***** DATA IN THIS EXERCISE
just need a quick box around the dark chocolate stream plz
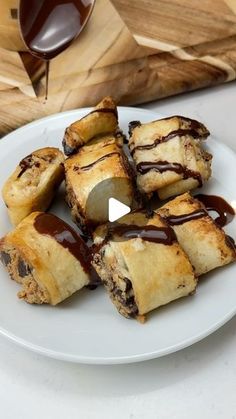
[34,213,99,285]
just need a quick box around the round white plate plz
[0,107,236,365]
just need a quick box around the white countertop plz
[1,83,236,419]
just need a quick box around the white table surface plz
[1,83,236,419]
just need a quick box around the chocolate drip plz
[195,194,235,228]
[34,213,100,285]
[131,128,204,155]
[74,151,120,172]
[106,222,177,245]
[166,209,208,226]
[136,161,202,187]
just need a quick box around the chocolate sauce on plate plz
[136,161,202,187]
[34,213,99,285]
[19,0,94,99]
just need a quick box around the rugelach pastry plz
[128,116,212,199]
[157,192,236,276]
[63,96,119,155]
[2,147,64,226]
[92,210,196,321]
[64,136,135,232]
[0,212,96,305]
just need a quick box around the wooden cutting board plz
[0,0,236,135]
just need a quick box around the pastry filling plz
[0,245,49,304]
[104,271,138,318]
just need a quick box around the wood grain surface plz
[0,0,236,135]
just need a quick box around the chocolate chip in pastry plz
[0,212,99,305]
[63,96,120,155]
[64,136,136,233]
[92,210,196,321]
[158,192,236,276]
[2,147,64,226]
[128,116,212,199]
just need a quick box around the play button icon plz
[109,198,131,222]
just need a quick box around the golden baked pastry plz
[92,210,196,321]
[0,212,96,305]
[2,147,64,226]
[158,193,236,276]
[128,116,212,199]
[63,96,119,155]
[64,136,135,233]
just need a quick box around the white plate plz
[0,107,236,365]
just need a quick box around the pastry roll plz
[158,192,236,276]
[63,96,119,155]
[2,147,64,226]
[0,212,95,305]
[64,137,135,233]
[92,211,196,321]
[128,116,212,199]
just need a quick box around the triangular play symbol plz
[109,198,130,222]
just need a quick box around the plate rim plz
[0,106,236,364]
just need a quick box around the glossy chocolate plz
[19,0,93,98]
[106,222,177,245]
[19,0,93,60]
[131,128,204,155]
[196,194,235,228]
[136,161,202,186]
[34,213,99,284]
[165,209,208,226]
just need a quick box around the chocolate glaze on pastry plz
[92,211,196,321]
[158,192,236,276]
[128,116,212,198]
[136,161,203,187]
[34,213,100,285]
[2,147,64,226]
[0,212,98,305]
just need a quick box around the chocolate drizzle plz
[17,155,34,178]
[131,128,204,155]
[195,194,235,228]
[34,213,100,285]
[136,161,202,187]
[152,115,209,135]
[74,151,120,172]
[164,194,235,229]
[105,222,177,245]
[166,209,208,226]
[85,107,118,120]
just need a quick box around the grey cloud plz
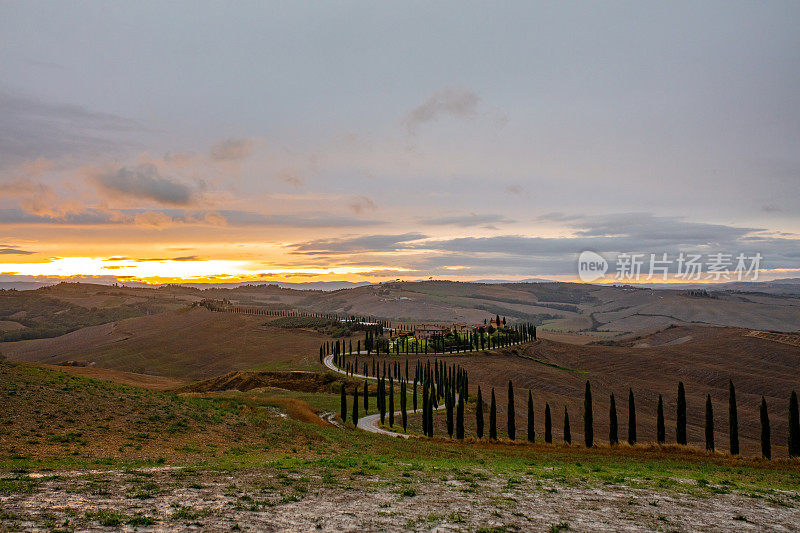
[0,92,140,167]
[420,213,514,227]
[348,196,376,214]
[92,164,193,205]
[218,210,384,228]
[405,88,480,133]
[209,138,253,161]
[542,213,761,243]
[0,246,35,255]
[290,233,427,255]
[285,212,799,276]
[0,208,382,228]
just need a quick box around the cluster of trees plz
[323,320,538,363]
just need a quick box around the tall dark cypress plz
[379,378,386,425]
[413,378,418,413]
[584,380,593,448]
[760,396,771,460]
[476,386,485,439]
[609,393,618,446]
[563,406,571,444]
[364,377,369,414]
[544,402,552,443]
[446,393,454,437]
[456,392,465,439]
[428,386,436,437]
[389,377,395,427]
[676,382,687,445]
[705,394,714,452]
[353,386,359,426]
[656,394,665,444]
[789,390,800,457]
[401,380,407,431]
[489,388,498,440]
[628,388,637,445]
[728,380,739,455]
[422,381,429,436]
[507,380,516,440]
[340,383,347,422]
[527,390,535,442]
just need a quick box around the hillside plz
[0,307,326,381]
[297,281,800,335]
[368,325,800,457]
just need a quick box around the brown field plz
[1,307,326,380]
[364,325,800,457]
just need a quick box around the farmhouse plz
[414,324,450,339]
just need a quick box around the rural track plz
[323,355,449,438]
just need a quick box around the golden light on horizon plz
[0,257,405,284]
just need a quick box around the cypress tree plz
[422,381,429,436]
[760,396,770,460]
[413,378,418,412]
[353,386,359,426]
[401,380,408,431]
[564,406,571,444]
[456,392,465,439]
[489,388,497,440]
[446,394,454,437]
[476,386,484,439]
[656,394,665,444]
[676,382,687,445]
[705,394,714,452]
[584,380,593,448]
[544,402,552,443]
[389,377,395,427]
[628,388,637,445]
[609,393,618,446]
[789,390,800,457]
[379,378,386,425]
[340,383,347,422]
[428,386,435,437]
[364,377,369,413]
[507,380,516,440]
[527,390,535,443]
[729,380,739,455]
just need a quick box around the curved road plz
[323,355,448,438]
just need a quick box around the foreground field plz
[2,361,799,531]
[3,459,799,532]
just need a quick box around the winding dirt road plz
[323,355,448,438]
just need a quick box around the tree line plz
[333,355,800,459]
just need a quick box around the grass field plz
[1,361,799,531]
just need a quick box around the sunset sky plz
[1,2,799,285]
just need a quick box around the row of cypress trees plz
[594,381,800,458]
[334,355,800,459]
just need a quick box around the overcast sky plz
[1,1,799,284]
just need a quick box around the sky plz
[1,1,799,285]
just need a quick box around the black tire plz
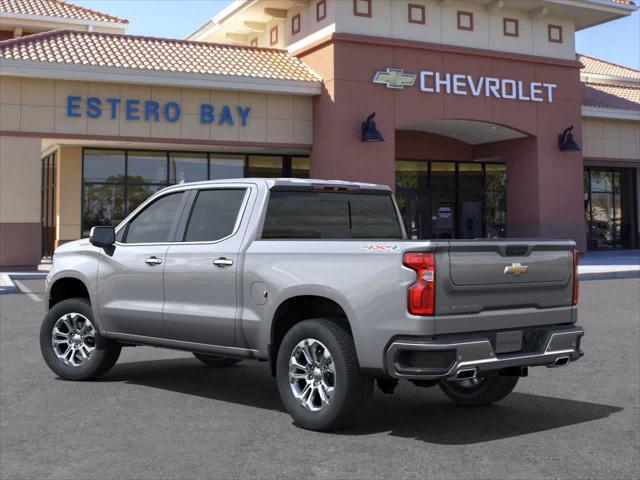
[40,298,121,381]
[276,318,373,431]
[439,375,519,406]
[193,353,242,367]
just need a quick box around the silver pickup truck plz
[41,178,583,431]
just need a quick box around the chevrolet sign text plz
[419,71,556,103]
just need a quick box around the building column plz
[0,135,42,266]
[55,146,82,246]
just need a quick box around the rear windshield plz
[262,191,403,239]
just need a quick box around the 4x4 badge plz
[372,68,416,89]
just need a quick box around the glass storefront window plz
[84,150,125,183]
[247,155,283,177]
[170,153,207,183]
[82,184,125,237]
[210,154,245,179]
[458,163,484,239]
[585,167,637,249]
[484,163,507,238]
[128,151,168,184]
[431,162,456,239]
[395,161,429,239]
[291,157,310,178]
[81,149,309,235]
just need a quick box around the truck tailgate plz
[435,240,576,334]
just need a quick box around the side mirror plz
[89,226,115,248]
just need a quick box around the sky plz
[74,0,639,69]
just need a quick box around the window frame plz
[457,11,474,31]
[316,0,326,22]
[353,0,372,18]
[117,190,188,246]
[270,25,278,46]
[291,13,301,35]
[176,186,251,245]
[503,17,519,37]
[548,24,563,43]
[408,4,426,25]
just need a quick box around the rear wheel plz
[276,319,373,431]
[40,298,121,381]
[193,353,241,367]
[439,375,518,406]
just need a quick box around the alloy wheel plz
[51,313,96,367]
[288,338,336,412]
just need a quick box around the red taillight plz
[572,250,580,305]
[403,252,435,315]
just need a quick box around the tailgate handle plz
[505,245,529,256]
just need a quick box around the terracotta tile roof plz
[0,0,128,24]
[582,82,640,111]
[578,54,640,80]
[0,30,321,83]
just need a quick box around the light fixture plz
[558,126,580,151]
[361,112,384,142]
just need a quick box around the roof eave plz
[186,0,256,41]
[0,11,128,29]
[0,59,322,96]
[582,105,640,121]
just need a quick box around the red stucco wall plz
[298,34,586,249]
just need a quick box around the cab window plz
[122,192,184,243]
[183,189,247,242]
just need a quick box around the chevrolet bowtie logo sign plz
[372,68,416,90]
[504,263,529,276]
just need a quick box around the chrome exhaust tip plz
[555,356,570,367]
[456,367,478,380]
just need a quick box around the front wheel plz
[276,319,373,431]
[439,375,518,406]
[40,298,121,381]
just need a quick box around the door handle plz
[213,257,234,267]
[145,256,163,266]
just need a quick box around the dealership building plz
[0,0,638,266]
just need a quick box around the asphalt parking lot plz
[1,277,638,479]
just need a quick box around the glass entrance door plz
[41,153,56,258]
[585,167,638,249]
[395,160,506,240]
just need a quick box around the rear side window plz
[183,189,247,242]
[123,192,183,243]
[262,191,402,239]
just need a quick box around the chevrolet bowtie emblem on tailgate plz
[372,68,416,89]
[504,263,529,276]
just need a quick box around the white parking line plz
[13,279,43,302]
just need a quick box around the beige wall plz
[55,146,82,245]
[0,134,42,266]
[212,0,577,60]
[0,77,314,146]
[0,135,41,223]
[582,117,640,161]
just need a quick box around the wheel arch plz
[269,295,353,376]
[49,276,90,309]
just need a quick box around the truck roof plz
[163,178,392,192]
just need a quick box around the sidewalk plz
[579,249,640,280]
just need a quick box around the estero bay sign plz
[66,96,252,126]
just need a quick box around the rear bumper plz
[385,324,584,380]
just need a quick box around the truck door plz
[162,186,252,347]
[98,191,186,338]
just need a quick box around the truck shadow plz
[103,357,622,445]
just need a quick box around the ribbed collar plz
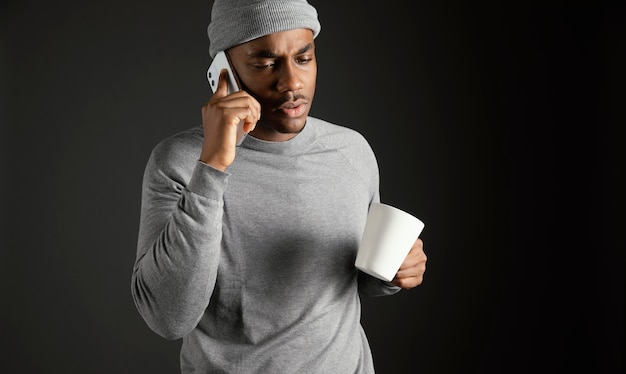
[238,117,316,156]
**********
■ WHAT YOU HAVE TO DO
Set down exactly, with no additions, each line from the line that includes "just need a quick box around the truck door" to the final line of the entries above; leave pictures out.

■ RESULT OF THIS EXERCISE
just need a quick box around the truck door plz
[162,186,252,347]
[98,191,186,338]
just need a quick box around the truck shadow plz
[103,357,622,445]
just need a quick box around the ribbed collar plz
[238,117,316,156]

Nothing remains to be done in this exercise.